══ Record excerpts

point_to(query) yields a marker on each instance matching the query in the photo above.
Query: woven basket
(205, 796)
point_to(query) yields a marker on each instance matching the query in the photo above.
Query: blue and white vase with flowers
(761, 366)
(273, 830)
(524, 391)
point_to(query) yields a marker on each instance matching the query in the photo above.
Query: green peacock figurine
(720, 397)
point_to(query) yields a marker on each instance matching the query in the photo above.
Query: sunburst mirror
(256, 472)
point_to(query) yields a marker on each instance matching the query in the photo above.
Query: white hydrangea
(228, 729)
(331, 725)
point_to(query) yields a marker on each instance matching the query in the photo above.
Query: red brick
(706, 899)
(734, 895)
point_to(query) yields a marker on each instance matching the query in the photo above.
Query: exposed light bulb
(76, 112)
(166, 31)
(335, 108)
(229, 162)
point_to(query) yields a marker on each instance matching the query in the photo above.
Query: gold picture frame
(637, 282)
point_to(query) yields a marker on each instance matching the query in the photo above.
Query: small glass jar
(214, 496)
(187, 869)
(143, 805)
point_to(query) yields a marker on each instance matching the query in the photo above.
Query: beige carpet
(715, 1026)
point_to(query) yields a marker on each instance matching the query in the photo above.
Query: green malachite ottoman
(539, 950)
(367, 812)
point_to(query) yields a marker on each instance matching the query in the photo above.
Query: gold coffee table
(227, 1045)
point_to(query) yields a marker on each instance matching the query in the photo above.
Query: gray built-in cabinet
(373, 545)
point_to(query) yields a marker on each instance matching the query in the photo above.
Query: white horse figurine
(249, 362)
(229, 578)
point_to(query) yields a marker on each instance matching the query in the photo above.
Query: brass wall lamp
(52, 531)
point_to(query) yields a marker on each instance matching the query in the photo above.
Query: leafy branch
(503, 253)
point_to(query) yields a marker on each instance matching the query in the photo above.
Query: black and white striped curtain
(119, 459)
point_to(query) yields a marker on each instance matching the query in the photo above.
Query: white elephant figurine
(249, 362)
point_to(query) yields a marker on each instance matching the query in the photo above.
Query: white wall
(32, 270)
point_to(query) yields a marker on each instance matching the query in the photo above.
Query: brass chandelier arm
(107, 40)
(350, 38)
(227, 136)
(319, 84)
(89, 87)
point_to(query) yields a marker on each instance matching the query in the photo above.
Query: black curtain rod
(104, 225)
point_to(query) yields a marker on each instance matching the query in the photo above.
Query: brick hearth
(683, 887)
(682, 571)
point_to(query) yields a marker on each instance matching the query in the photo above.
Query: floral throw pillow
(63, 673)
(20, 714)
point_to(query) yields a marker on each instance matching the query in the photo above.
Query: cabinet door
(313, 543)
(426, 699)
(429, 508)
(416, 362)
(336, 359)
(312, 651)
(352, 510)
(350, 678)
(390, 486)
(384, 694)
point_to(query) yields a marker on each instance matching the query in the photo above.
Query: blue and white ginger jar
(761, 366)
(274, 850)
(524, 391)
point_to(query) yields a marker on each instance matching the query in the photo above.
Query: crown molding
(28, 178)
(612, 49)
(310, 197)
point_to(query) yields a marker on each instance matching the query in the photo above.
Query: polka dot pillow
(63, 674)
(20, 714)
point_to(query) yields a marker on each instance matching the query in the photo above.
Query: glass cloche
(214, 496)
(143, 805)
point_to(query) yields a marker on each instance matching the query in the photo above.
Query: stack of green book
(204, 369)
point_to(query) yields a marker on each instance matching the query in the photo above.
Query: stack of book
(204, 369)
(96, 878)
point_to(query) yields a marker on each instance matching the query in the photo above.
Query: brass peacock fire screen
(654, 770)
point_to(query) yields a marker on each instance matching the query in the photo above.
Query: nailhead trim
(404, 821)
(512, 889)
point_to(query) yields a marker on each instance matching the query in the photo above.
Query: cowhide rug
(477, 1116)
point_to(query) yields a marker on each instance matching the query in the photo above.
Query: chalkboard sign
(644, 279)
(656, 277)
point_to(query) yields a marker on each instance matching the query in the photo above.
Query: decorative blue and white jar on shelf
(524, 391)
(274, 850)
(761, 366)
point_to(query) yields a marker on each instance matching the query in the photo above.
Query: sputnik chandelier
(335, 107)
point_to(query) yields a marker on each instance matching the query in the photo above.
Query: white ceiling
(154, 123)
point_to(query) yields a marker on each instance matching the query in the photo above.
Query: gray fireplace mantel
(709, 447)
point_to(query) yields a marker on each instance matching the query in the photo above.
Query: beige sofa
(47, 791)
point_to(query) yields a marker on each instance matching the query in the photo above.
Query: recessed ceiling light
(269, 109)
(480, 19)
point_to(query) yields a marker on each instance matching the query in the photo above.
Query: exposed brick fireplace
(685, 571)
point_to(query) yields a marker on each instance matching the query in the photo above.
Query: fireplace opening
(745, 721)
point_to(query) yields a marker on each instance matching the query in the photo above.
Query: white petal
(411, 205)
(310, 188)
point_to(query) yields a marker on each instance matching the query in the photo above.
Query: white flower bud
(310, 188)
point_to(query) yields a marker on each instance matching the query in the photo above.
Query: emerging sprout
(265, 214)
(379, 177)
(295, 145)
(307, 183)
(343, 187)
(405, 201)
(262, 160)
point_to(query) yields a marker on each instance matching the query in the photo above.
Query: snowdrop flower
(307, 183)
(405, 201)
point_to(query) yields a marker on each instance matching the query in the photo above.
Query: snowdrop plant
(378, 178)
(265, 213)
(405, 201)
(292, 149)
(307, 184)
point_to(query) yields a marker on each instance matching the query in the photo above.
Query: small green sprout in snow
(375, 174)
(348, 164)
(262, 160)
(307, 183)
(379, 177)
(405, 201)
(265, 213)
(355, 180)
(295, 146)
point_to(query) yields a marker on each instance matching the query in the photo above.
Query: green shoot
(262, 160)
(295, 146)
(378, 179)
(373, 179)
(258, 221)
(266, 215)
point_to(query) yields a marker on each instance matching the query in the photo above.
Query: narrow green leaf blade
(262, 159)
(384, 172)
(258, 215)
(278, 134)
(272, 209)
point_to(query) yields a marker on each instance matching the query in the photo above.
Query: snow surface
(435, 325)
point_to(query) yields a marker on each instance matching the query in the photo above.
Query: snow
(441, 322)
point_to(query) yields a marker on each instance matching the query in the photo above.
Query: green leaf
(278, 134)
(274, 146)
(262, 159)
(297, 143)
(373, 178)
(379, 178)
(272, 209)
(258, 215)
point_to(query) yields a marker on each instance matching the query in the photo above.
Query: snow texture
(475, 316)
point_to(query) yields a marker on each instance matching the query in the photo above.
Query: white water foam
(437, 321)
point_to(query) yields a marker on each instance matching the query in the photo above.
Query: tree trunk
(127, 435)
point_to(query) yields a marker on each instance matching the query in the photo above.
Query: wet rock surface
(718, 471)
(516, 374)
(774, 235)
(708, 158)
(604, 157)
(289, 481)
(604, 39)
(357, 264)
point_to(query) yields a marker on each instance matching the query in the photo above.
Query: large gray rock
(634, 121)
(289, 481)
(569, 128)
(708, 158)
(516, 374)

════

When transcribing the data, keep every line exactly as it is.

point_to(query) yields a marker on each instance matching the query in the photo above.
Query: woven basket
(205, 796)
point_to(query) yields a marker on each instance matching the query in the photo above.
Query: blue and white vase with flowers
(761, 366)
(273, 830)
(524, 391)
point_to(query) yields a marker on each instance matching the query in the photo above.
Query: green peacock figurine
(720, 397)
point_to(query) yields a marker on each instance matching the query in the photo above.
Query: sunburst mirror
(256, 472)
point_to(query) yields a marker on each instance matching the query in the photo above.
Query: white hydrangea
(228, 729)
(331, 725)
point_to(query) yields a marker on each instance matching the query in the photo above.
Query: red brick
(706, 899)
(734, 895)
point_to(query) yields a marker on each instance matching the query in the photo above.
Query: exposed light bulb
(76, 112)
(166, 31)
(335, 108)
(229, 162)
point_to(query) yields a marker on each instance matching the query in the photo above.
Query: gold picture frame
(637, 282)
point_to(query) yields a marker on each instance matching the query in the photo above.
Query: small glass jar
(214, 496)
(187, 869)
(143, 805)
point_to(query) yields a marker on each instance matching the query in the photo above.
Query: beige carpet
(715, 1026)
point_to(query) yields a marker on each instance matching the query in the photo above.
Query: green malachite ottoman
(539, 950)
(367, 812)
point_to(query) yields a marker on each instance matching the query in the photo above.
Query: gold coffee table
(227, 1045)
point_to(query) yields a marker on each instance matching the query in the photo above.
Query: gray built-in cabinet
(373, 545)
point_to(query) yields a marker on each instance matching the query in the photo above.
Query: white horse figurine
(249, 362)
(229, 578)
point_to(query) yields a marker on each instance matching the query in the photo above.
Query: brass wall lamp
(52, 531)
point_to(query) yields a marker on each instance matching the query in the photo above.
Query: leafy branch
(503, 253)
point_to(query) yields a marker on each instance matching the query in the photo above.
Query: black and white striped curtain
(119, 459)
point_to(query) yields a marker on each instance matching the query in the photo above.
Query: white elephant figurine
(249, 362)
point_to(query) yields a marker on each instance matching the query in the photo above.
Query: white wall
(32, 270)
point_to(query) yields a marker on each instance matching the query in the photo above.
Query: brass chandelier arm
(107, 40)
(350, 38)
(227, 136)
(319, 84)
(89, 87)
point_to(query) yields a marker on each instance matching the query in the photo above.
Query: black curtain rod
(104, 225)
point_to(query) yields a marker on each instance matching the query in the photo above.
Query: brick hearth
(683, 887)
(682, 571)
point_to(query) yields a marker on each instance matching the query in the photo above.
Query: floral throw pillow
(63, 673)
(20, 714)
point_to(query) yields a marker on each instance matching the query in the photo above.
Query: cabinet door
(313, 543)
(426, 699)
(429, 508)
(416, 362)
(336, 359)
(312, 651)
(352, 510)
(350, 678)
(390, 486)
(384, 694)
point_to(query) yields a marker on each instance matching the query in the photo above.
Query: blue and white ginger jar
(761, 366)
(274, 850)
(524, 391)
point_to(query) yields a marker on each instance matching the query in the photo above.
Query: crown molding
(28, 178)
(612, 49)
(310, 197)
point_to(query) yields a marker on each instance matching the query in the photo above.
Query: polka dot pillow
(63, 674)
(20, 714)
point_to(query) yields a marker on each instance matching the query in the photo above.
Query: glass cloche
(214, 496)
(143, 805)
point_to(query) yields a marker on each instance matching the query in the photo above.
Query: stack of green book
(204, 369)
point_to(query) yields a marker on each instance matching the query in the photo above.
Query: stack of book
(204, 369)
(96, 878)
point_to(query) yields a marker on each instance matching the query in the photo above.
Query: brass peacock fire screen
(654, 770)
point_to(query) yields a marker on each instance matching the query in the photo above.
Query: nailhead trim
(404, 821)
(512, 889)
point_to(query) yields a marker on each instance matching the query in the photo above.
Query: cowhide rug
(477, 1116)
point_to(query) yields a marker on each instance matching the query in the photo above.
Query: chalkboard sign
(644, 279)
(656, 277)
point_to(query) yields a marker on each instance matching the query in the photo above.
Query: decorative blue and white jar on shelf
(524, 391)
(274, 850)
(761, 366)
point_to(query) yields a marker on each instance matching the query in the photo above.
Query: sputnik chandelier
(335, 107)
point_to(query) yields a marker on each instance matching the query in the photo above.
Query: white ceiling
(154, 123)
point_to(query) yields a marker on each instance matching the query in the photo above.
Query: gray fireplace mantel
(709, 447)
point_to(query) yields a marker on each instance matching the query in the photo above.
Query: beige sofa
(47, 791)
point_to(query) yields a marker on each instance matching the query in the photo above.
Query: recessed ceiling light
(269, 109)
(480, 19)
point_to(query) yields a marker on each instance matching the query in the photo above.
Query: exposed brick fireplace
(685, 571)
point_to(query) yields a marker on each instance matching the query in the photo above.
Query: fireplace opening
(745, 721)
point_to(query) yields a marker on each instance matching the query in the photo above.
Query: white petal
(411, 205)
(310, 188)
point_to(query) yields a marker on each instance matching the query in the photo above.
Query: white flower bud
(310, 188)
point_to(query) yields a marker on each instance matching the query in the photo above.
Query: emerging sprout
(265, 214)
(379, 177)
(295, 145)
(307, 183)
(343, 187)
(405, 201)
(262, 160)
point_to(query) yields a marker on each instance matching the query in the photo above.
Query: snowdrop flower
(307, 183)
(405, 201)
point_to(query) yields a marker on each instance matching the query in the photo above.
Query: snowdrop plant
(378, 178)
(265, 213)
(405, 201)
(292, 149)
(307, 184)
point_to(query) yields a marker on each instance matching the query in the photo above.
Query: small green sprout in snow
(375, 174)
(348, 164)
(262, 160)
(307, 183)
(379, 177)
(405, 201)
(265, 213)
(355, 180)
(295, 146)
point_to(query) yields a marker on each instance matching the query in the photo above.
Query: green shoot
(262, 160)
(295, 146)
(378, 179)
(373, 179)
(258, 221)
(266, 215)
point_to(query) yields a marker on each instance matching the query in the photo above.
Query: narrow green leaf blade
(262, 159)
(384, 172)
(258, 215)
(278, 134)
(272, 209)
point_to(query) yields a marker on each instance matching the query in the photo above.
Query: snow surface
(435, 325)
point_to(query) yields a marker on each instance matching the query in the photo above.
Query: snow
(441, 322)
point_to(query) yields a marker on each instance matching the query in the photo above.
Query: green leaf
(278, 134)
(274, 146)
(262, 159)
(297, 143)
(373, 178)
(379, 178)
(272, 209)
(258, 215)
point_to(query) yields a marker on each instance matching the query in the photo above.
Query: snow texture
(475, 316)
point_to(query) yields a marker on each instance matching the query in the photo above.
Query: white water foam
(437, 321)
point_to(query) yields a marker on each instance matching the query in the photo above.
Query: tree trunk
(127, 435)
point_to(query) yields a marker on each instance matching the query in the photo above.
Query: wet rock surface
(718, 471)
(516, 374)
(774, 235)
(708, 158)
(604, 157)
(289, 481)
(604, 39)
(357, 264)
point_to(query) yields a marker on each instance matching the query in the photo above.
Query: large gray rock
(634, 121)
(289, 481)
(569, 128)
(708, 158)
(516, 374)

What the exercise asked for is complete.